• [Given request]:
Rewrite the listing below, changing every "hole rule" to "fill rule" and leaving everything else as it is.

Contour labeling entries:
========================
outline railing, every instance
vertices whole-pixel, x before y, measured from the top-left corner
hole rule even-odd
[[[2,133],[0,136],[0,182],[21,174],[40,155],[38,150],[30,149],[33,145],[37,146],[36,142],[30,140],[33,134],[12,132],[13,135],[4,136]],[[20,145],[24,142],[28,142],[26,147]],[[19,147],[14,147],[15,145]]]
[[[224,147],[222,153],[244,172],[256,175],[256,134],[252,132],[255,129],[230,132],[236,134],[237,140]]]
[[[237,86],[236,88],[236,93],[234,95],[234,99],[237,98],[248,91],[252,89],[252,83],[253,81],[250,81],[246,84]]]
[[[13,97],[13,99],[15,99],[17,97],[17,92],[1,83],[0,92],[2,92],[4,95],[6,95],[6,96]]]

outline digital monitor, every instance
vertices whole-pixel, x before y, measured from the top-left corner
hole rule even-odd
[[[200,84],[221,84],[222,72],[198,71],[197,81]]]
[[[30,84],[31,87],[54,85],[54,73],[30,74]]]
========================
• [Expected output]:
outline railing, every instance
vertices whole-pixel, x before y, measured from the top-left corner
fill rule even-odd
[[[2,133],[0,136],[0,182],[21,174],[40,155],[38,150],[30,149],[33,145],[37,146],[36,142],[30,140],[33,134],[12,132],[13,135],[4,136]],[[20,145],[24,142],[28,142],[26,147]],[[19,147],[14,147],[15,145]]]
[[[224,147],[222,153],[244,172],[256,175],[256,134],[252,132],[255,129],[230,132],[236,134],[237,140]]]
[[[237,86],[236,88],[236,93],[234,95],[234,99],[237,98],[248,91],[252,89],[252,83],[253,81],[250,81],[246,84]]]
[[[13,97],[13,99],[15,99],[17,97],[17,92],[1,83],[0,92],[2,92],[4,95],[6,95],[6,96]]]

outline digital monitor, every instance
vertices whole-pixel, x before y, measured from the top-left corner
fill rule even-odd
[[[200,84],[221,84],[222,72],[198,71],[197,81]]]
[[[30,84],[31,87],[54,85],[54,73],[30,74]]]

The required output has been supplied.